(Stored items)
◆ ◆ ◆ ◆

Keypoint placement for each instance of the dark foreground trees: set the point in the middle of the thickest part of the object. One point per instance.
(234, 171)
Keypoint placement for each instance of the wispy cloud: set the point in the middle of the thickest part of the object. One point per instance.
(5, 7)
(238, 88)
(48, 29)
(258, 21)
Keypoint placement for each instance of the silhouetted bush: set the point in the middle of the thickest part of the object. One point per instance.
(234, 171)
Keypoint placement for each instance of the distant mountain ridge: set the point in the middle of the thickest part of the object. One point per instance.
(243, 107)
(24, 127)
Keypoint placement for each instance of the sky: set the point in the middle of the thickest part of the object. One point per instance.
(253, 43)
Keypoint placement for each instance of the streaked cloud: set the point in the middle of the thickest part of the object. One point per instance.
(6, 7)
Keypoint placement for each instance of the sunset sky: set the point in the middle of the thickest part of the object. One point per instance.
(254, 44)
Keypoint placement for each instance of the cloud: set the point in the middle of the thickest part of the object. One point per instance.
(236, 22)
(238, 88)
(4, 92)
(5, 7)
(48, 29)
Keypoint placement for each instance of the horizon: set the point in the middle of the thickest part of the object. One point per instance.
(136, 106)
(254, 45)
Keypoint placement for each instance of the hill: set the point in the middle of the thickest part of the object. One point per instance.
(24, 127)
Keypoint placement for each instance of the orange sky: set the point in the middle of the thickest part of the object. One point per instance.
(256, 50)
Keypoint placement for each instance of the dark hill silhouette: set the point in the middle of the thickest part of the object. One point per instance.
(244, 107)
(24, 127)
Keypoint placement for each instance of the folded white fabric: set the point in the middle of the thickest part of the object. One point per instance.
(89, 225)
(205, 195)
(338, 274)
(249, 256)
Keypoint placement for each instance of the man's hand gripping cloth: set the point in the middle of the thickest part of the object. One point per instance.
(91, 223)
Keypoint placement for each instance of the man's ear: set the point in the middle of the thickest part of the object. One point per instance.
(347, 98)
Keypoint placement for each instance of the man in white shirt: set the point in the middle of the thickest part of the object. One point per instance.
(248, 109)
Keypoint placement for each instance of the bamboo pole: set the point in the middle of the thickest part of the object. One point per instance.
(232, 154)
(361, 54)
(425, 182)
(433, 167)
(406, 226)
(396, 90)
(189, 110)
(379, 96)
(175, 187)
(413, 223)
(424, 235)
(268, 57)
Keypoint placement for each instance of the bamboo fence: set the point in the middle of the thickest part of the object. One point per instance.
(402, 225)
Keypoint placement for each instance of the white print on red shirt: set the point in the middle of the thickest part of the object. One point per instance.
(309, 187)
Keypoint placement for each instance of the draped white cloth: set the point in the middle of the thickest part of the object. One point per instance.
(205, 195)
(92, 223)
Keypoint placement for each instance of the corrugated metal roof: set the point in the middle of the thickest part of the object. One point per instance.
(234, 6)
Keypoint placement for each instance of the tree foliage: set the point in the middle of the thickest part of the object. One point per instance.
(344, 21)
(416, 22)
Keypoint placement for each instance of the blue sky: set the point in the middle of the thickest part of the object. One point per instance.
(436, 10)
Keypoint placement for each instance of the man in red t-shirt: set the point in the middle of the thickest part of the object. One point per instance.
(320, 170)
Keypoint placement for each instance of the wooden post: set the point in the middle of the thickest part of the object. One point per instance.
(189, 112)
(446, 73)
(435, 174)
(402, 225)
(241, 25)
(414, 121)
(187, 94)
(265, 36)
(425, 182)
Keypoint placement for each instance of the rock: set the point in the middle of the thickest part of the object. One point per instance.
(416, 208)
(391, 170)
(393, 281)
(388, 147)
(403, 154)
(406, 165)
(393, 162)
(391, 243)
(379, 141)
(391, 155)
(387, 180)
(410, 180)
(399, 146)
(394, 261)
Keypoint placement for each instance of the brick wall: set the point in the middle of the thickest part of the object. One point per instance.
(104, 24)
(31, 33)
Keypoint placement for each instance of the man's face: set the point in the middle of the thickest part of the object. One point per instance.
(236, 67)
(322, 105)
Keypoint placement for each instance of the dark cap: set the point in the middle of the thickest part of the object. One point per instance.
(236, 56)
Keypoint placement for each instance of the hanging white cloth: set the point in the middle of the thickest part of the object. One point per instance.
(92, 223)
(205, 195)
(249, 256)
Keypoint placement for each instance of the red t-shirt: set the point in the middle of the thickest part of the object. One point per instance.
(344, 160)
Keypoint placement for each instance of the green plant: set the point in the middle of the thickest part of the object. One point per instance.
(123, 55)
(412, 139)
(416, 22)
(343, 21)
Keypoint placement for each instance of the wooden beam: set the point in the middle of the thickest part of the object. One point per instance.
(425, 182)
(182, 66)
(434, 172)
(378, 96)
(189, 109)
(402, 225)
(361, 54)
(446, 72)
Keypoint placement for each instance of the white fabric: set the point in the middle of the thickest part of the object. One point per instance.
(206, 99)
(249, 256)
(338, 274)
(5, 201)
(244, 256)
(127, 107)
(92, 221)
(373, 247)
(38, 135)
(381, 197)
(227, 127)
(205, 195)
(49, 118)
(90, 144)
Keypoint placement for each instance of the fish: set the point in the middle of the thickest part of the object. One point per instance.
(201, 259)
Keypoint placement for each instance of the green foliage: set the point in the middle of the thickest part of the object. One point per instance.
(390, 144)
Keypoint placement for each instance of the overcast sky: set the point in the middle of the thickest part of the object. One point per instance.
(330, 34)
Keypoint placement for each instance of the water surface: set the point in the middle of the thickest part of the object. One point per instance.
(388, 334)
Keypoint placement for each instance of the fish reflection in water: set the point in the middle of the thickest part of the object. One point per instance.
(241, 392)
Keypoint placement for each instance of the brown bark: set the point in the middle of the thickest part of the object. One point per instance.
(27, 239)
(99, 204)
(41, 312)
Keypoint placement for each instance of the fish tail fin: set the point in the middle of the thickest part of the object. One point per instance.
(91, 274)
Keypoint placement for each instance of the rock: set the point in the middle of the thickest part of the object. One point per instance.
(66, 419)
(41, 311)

◆ ◆ ◆ ◆

**Work to complete**.
Begin at the line of the listing above that contains "Keypoint placement for each instance of the white fabric: set" and stop after the last line of the listing, including both ends. Rewrite every line in that span, requests included, with 99 added to each x and y coordinate in the answers.

**Exercise solution**.
Keypoint placement for each instance of the white fabric: set the point in the middle of the thickest part of the object. One point per instance.
(305, 198)
(348, 355)
(437, 373)
(104, 300)
(343, 355)
(226, 206)
(191, 320)
(472, 346)
(137, 234)
(480, 296)
(326, 226)
(304, 294)
(148, 217)
(189, 243)
Keypoint placement for each instance of the fish: set the point in the middle of the thickest part of the object. One point per instance.
(300, 358)
Keypoint placement for each instance of the green foliage: set the point in the middle of the thickest part of the object. One point per instance.
(489, 243)
Keypoint placement for each instance of the overcast sky: set the point in the middle of the thickest part of the object. One point per instance.
(429, 133)
Keypoint placement for each instance of the water surface: set the point in the middle of the thickest part of the object. One point per instance.
(487, 433)
Keypoint placement for each instance of the fish reflection in water: set the point in the middle of the thickest part of the object. One point per instance.
(340, 491)
Keypoint placement for each instance of the brown bark: set the point in the middle of the thickest part of the object. One point per instance.
(126, 338)
(198, 303)
(140, 411)
Keypoint placement for each instance of the fish tail fin: set the point in the middle of the thickest part of the object. One point per instance.
(190, 373)
Keypoint placement for each instance of the rock: set the point in the middle of the thickest part of the object. One point per instance.
(165, 518)
(140, 410)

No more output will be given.